J’ai été confrontée à de nombreux obstacles. Dans tous les sites touristiques du monde, on trouve des taxis, des concierges ou encore des chauffeurs qui vendent des services de prostitution, en font la publicité ou appartiennent à des réseaux de trafiquants. Il était toujours difficile de m’assurer que la personne qui me conduisait sur les routes du Sri Lanka, de Miami ou de Cuba ne me trahirait pas. Il existait en effet une forte probabilité pour qu’elle informe les réseaux criminels locaux qu’une journaliste avait posé des questions sur telle ou telle prestation, ou demandé à être conduite dans les quartiers où vivent proxénètes et victimes de la traite.

La peur, toujours présente, était d’autant plus forte que je suis une femme. Cette situation m’a non seulement incitée à redoubler de prudence, à chercher davantage de sources directes, à réaliser un travail plus poussé et à montrer de l’empathie envers les victimes qui ont eu le courage de me raconter leur histoire, mais m’a aussi rappelé qu’il est toujours dangereux d’être une femme dans une société patriarcale.

Si j’ai rencontré plusieurs survivantes et spécialistes, je devais également approcher des personnes appartenant aux réseaux et rester en vie pour témoigner. Pour atteindre mon objectif, j’ai mis en pratique les conseils de Günter Wallraff, grand journaliste allemand et auteur de Tête de turc, que j’ai eu l’occasion de rencontrer pour échanger nos expériences lorsqu’il était de passage au Mexique. Au cours de mon voyage entre l’Amérique et l’Asie centrale, j’ai suivi ses méthodes de travail et utilisé des déguisements et de fausses identités. J’ai ainsi pu prendre le café avec une trafiquante philippine au Cambodge, danser dans une boîte de nuit au Mexique, aux côtés de jeunes Cubaines, Brésiliennes et Colombiennes, et pénétrer dans une maison close à Tokyo, dont les jeunes avaient l’air tout droit sortis d’un manga. Enfin, vêtue des habits de novice, j’ai traversé les rues de la Merced, l’un des quartiers les plus dangereux de Mexico, contrôlé par de puissants trafiquants.

- Objectif de l’exercice -
Recopiez le passage du texte sur l’enquête compris entre « La peur, toujours » et « une société patriarcale. », inclus, en substituant « vigilance » à « prudence ». Les entrées ci-dessous proviennent d’une autre source.

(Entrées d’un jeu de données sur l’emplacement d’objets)
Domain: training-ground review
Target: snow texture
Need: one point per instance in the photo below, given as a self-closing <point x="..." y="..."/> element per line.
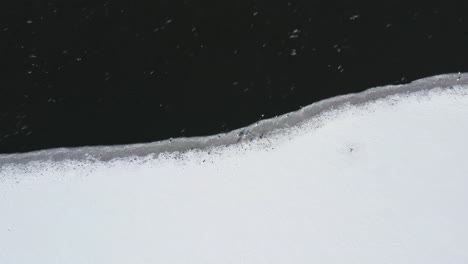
<point x="376" y="177"/>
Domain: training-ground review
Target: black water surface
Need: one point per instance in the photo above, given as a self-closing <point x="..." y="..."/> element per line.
<point x="82" y="72"/>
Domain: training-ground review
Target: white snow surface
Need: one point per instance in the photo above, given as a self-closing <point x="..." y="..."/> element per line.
<point x="383" y="182"/>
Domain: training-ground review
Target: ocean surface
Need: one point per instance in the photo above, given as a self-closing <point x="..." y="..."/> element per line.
<point x="80" y="73"/>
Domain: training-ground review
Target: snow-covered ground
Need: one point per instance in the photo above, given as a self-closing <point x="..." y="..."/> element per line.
<point x="381" y="182"/>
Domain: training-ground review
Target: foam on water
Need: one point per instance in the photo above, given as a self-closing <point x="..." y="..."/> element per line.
<point x="375" y="177"/>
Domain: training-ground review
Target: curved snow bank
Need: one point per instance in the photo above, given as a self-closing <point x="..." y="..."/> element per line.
<point x="377" y="177"/>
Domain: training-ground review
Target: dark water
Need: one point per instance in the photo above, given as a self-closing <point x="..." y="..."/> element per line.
<point x="83" y="72"/>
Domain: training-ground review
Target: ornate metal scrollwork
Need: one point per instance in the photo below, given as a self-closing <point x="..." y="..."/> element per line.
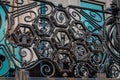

- Solution proposée -
La peur, toujours présente, était d’autant plus forte que je suis une femme. Cette situation m’a non seulement incitée à redoubler de vigilance, à chercher davantage de sources directes, à réaliser un travail plus poussé et à montrer de l’empathie envers les victimes qui ont eu le courage de me raconter leur histoire, mais m’a aussi rappelé qu’il est toujours dangereux d’être une femme dans une société patriarcale.